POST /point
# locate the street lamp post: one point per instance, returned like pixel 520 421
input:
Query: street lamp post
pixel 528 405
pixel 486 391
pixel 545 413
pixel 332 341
-------------------------
* [EXERCISE]: Convert the entries above into a two-column CSV with the header row text,answer. Give one row per entry, putting each field in double quotes and replacing any line breaks with spaces.

* [SOLUTION TO THE PROBLEM]:
text,answer
"POST /point # locate the street lamp post: one point per instance, returned like pixel 520 421 input: Query: street lamp post","pixel 528 405 pixel 486 391 pixel 545 413 pixel 332 341"